TASK GOAL:
Please return the lines, both ends included, that run from the one containing "Prove it: the tiled" to the last line of the data below, exactly and alone.

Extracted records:
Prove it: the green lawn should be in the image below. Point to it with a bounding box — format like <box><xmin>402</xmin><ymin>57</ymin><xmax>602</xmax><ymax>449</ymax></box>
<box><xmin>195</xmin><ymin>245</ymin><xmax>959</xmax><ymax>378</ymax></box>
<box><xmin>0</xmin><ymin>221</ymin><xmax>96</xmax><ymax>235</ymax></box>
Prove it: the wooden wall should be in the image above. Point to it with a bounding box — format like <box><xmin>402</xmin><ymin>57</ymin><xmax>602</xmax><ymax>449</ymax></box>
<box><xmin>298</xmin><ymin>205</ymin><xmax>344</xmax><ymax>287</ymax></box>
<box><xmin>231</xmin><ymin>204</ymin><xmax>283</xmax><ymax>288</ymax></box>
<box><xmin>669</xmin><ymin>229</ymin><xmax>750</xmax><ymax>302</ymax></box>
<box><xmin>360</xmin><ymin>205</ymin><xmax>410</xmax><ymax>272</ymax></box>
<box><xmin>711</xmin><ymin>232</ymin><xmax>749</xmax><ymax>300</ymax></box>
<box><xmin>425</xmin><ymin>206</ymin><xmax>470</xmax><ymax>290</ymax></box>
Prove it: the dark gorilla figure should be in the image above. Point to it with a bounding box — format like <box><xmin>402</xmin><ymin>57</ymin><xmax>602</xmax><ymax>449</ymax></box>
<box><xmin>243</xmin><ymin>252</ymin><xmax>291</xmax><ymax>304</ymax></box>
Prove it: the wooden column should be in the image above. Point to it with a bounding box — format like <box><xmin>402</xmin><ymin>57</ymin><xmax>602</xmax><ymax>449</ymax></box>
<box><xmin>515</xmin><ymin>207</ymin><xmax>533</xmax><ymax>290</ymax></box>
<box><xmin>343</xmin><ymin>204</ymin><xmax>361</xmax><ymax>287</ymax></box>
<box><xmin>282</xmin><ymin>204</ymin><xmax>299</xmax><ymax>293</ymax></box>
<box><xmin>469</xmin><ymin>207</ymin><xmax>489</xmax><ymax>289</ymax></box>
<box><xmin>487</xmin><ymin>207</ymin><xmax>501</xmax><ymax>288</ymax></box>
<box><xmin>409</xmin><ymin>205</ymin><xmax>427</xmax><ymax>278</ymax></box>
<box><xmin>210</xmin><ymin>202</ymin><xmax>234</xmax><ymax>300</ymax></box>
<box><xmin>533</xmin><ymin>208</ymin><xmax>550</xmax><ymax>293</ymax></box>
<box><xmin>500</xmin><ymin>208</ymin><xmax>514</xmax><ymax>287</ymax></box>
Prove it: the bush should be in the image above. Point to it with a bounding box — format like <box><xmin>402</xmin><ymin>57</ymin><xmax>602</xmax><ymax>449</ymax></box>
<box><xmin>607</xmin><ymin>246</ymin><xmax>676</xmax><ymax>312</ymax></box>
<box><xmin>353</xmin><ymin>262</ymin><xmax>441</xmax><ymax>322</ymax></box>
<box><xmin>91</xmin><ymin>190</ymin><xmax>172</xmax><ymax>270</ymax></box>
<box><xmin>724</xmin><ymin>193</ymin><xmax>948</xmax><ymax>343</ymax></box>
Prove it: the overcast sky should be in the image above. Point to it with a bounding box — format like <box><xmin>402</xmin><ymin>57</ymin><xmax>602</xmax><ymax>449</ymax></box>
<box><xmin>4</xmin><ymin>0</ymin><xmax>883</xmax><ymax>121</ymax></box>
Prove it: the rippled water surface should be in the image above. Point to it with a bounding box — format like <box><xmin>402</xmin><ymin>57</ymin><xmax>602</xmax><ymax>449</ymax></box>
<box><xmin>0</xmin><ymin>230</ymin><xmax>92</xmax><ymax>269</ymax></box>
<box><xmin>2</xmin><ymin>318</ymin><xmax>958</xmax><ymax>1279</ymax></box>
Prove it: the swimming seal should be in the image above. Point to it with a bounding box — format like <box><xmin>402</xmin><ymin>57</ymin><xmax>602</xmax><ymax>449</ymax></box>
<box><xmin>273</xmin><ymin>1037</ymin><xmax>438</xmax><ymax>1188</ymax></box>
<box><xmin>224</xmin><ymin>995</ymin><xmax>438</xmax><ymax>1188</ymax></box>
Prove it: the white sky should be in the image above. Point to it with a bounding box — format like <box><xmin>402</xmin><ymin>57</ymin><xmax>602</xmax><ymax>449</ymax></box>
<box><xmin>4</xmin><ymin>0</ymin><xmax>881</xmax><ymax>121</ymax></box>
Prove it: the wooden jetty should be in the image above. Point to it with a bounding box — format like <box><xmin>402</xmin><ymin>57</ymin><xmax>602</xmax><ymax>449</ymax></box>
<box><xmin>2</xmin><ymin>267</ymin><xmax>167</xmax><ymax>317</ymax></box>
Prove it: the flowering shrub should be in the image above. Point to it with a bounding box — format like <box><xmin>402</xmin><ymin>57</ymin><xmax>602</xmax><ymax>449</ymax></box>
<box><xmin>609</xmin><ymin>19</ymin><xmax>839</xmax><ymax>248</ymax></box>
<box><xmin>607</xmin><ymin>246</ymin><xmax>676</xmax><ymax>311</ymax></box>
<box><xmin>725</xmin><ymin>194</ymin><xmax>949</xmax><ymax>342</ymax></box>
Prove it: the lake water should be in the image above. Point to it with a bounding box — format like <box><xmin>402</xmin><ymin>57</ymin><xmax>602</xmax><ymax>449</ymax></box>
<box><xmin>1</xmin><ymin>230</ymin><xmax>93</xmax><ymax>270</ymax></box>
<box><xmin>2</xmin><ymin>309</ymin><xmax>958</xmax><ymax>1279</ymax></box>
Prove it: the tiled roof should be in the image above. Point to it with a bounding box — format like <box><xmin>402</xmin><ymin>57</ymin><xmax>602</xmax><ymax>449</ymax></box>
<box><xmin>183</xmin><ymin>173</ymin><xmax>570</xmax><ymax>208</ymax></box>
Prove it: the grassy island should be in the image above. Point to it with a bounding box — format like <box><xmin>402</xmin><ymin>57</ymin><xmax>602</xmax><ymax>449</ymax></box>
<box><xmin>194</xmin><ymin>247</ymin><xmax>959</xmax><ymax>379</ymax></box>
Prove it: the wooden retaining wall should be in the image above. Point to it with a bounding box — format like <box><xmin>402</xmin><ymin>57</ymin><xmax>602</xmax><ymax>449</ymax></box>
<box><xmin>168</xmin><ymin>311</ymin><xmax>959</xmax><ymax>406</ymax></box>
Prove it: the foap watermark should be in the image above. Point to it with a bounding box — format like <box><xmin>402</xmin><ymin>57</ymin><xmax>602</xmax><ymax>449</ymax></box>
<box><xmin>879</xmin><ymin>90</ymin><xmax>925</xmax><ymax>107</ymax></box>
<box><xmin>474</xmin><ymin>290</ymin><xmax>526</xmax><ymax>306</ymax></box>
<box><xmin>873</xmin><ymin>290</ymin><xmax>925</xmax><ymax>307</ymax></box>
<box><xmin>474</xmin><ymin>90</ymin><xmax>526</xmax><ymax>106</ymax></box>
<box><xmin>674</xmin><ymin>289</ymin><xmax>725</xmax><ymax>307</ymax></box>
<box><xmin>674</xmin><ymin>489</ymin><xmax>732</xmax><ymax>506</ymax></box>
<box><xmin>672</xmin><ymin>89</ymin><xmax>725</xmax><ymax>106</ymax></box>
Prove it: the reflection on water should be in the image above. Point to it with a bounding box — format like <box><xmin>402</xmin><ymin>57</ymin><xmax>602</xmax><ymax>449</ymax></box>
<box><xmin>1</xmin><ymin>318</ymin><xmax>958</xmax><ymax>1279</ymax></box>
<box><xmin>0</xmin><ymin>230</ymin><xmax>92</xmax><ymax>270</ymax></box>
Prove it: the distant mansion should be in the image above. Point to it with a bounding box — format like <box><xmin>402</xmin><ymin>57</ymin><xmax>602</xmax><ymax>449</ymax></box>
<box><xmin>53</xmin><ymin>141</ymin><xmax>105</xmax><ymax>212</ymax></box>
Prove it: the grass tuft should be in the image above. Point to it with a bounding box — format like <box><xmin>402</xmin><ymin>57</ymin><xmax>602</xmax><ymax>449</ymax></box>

SOLVED EXERCISE:
Prove it: the tiled roof should be in the image above. Point to it with a bounding box — format like <box><xmin>402</xmin><ymin>57</ymin><xmax>602</xmax><ymax>449</ymax></box>
<box><xmin>183</xmin><ymin>173</ymin><xmax>570</xmax><ymax>208</ymax></box>
Prove it: the grassy island should be in the image above. Point to it with a bounding box — format like <box><xmin>402</xmin><ymin>57</ymin><xmax>602</xmax><ymax>449</ymax></box>
<box><xmin>194</xmin><ymin>247</ymin><xmax>959</xmax><ymax>379</ymax></box>
Prove it: the wooden retaining wall should be in the image above. Point to it with a bounding box — format like <box><xmin>402</xmin><ymin>57</ymin><xmax>602</xmax><ymax>449</ymax></box>
<box><xmin>168</xmin><ymin>311</ymin><xmax>959</xmax><ymax>406</ymax></box>
Prove it: the foap watermark should be in the image above. Point to it with a bounding box — format like <box><xmin>402</xmin><ymin>57</ymin><xmax>602</xmax><ymax>449</ymax></box>
<box><xmin>879</xmin><ymin>90</ymin><xmax>925</xmax><ymax>107</ymax></box>
<box><xmin>474</xmin><ymin>290</ymin><xmax>526</xmax><ymax>306</ymax></box>
<box><xmin>873</xmin><ymin>290</ymin><xmax>925</xmax><ymax>307</ymax></box>
<box><xmin>474</xmin><ymin>90</ymin><xmax>526</xmax><ymax>106</ymax></box>
<box><xmin>674</xmin><ymin>289</ymin><xmax>725</xmax><ymax>307</ymax></box>
<box><xmin>674</xmin><ymin>489</ymin><xmax>732</xmax><ymax>506</ymax></box>
<box><xmin>672</xmin><ymin>89</ymin><xmax>725</xmax><ymax>106</ymax></box>
Prove it: the reflection on water should be in the image above. Point to it with a bounding box — format like <box><xmin>402</xmin><ymin>57</ymin><xmax>602</xmax><ymax>449</ymax></box>
<box><xmin>1</xmin><ymin>318</ymin><xmax>958</xmax><ymax>1279</ymax></box>
<box><xmin>0</xmin><ymin>230</ymin><xmax>92</xmax><ymax>270</ymax></box>
Prove it: the distant mansion should be in the image above. Point to it with a bounding box — format like <box><xmin>402</xmin><ymin>57</ymin><xmax>602</xmax><ymax>449</ymax></box>
<box><xmin>53</xmin><ymin>141</ymin><xmax>105</xmax><ymax>212</ymax></box>
Prove it: the grass tuft should be in the image above. Point to it with a bounding box — format like <box><xmin>402</xmin><ymin>57</ymin><xmax>602</xmax><ymax>449</ymax></box>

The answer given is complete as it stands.